:: Source text

Assay plate preparation

[edit]
A robot arm handles an assay plate

The key labware or testing vessel of HTS is the microtiter plate, which is a small container, usually disposable and made of plastic, that features a grid of small, open divots called wells. In general, microplates for HTS have either 96, 192, 384, 1536, 3456 or 6144 wells. These are all multiples of 96, reflecting the original 96-well microplate with spaced wells of 8 x 12 with 9 mm spacing. Most of the wells contain test items, depending on the nature of the experiment. These could be different chemical compounds dissolved e.g. in an aqueous solution of dimethyl sulfoxide (DMSO). The wells could also contain cells or enzymes of some type. (The other wells may be empty or contain pure solvent or untreated samples, intended for use as experimental controls.)

A screening facility typically holds a library of stock plates, whose contents are carefully catalogued, and each of which may have been created by the lab or obtained from a commercial source. These stock plates themselves are not directly used in experiments; instead, separate assay plates are created as needed. An assay plate is simply a copy of a stock plate, created by pipetting a small amount of liquid (often measured in nanoliters) from the wells of a stock plate to the corresponding wells of a completely empty plate.

::::
:: Data shown

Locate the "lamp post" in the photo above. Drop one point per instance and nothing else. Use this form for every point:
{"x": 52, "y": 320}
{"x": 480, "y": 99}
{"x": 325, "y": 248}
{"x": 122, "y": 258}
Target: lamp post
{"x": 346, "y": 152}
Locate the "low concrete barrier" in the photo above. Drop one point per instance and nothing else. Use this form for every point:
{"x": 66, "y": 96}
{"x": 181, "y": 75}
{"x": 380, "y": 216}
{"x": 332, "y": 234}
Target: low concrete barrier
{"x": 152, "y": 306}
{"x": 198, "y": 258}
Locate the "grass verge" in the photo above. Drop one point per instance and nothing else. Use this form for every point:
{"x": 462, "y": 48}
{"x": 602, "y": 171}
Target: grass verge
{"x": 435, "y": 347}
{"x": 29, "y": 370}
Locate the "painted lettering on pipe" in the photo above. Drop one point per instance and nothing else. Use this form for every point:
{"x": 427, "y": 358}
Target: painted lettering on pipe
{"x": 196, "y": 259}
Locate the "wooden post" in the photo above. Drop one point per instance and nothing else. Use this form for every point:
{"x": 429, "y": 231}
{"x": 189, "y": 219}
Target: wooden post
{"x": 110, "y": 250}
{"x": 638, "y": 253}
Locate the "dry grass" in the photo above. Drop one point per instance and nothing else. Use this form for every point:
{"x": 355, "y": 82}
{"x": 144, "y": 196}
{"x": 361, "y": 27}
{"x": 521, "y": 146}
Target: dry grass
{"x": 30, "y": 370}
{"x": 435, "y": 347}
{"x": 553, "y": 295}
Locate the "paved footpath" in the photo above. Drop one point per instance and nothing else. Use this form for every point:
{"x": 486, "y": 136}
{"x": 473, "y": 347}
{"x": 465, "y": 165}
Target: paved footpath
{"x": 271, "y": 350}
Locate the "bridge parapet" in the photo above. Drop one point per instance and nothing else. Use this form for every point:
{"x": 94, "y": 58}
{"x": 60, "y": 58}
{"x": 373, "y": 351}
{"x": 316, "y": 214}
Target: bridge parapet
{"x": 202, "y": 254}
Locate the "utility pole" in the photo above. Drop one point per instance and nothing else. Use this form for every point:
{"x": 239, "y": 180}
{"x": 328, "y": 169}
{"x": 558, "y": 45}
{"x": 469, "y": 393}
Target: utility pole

::::

To do:
- 1) Translate this sentence from the passage on assay plate preparation into Spanish: "These stock plates themselves are not directly used in experiments; instead, separate assay plates are created as needed."
- 2) Carry the passage on assay plate preparation forward with a paragraph that picks up after its final sentence.
The records play no part in these tasks.

Exercise results:
- 1) Estas placas de reserva no se utilizan directamente en los experimentos; en su lugar, se preparan placas de ensayo separadas según se necesiten.

- 2)
Reaction observation

[edit]

To prepare for an assay, the researcher fills each well of the plate with some biological entity that they wish to conduct the experiment upon, such as a protein, cells, or an animal embryo. After some incubation time has passed to allow the biological matter to absorb, bind to, or otherwise react (or fail to react) with the compounds in the wells, measurements are taken across all the plate's wells, either manually or by a machine. Manual measurements are often necessary when the researcher is using microscopy to (for example) seek changes or defects in embryonic development caused by the wells' compounds, looking for effects that a computer could not easily determine by itself. Otherwise, a specialized automated analysis machine can run a number of experiments on the wells (such as shining polarized light on them and measuring reflectivity, which can be an indication of protein binding). In this case, the machine outputs the result of each experiment as a grid of numeric values, with each number mapping to the value obtained from a single well. A high-capacity analysis machine can measure dozens of plates in the space of a few minutes like this, generating thousands of experimental datapoints very quickly.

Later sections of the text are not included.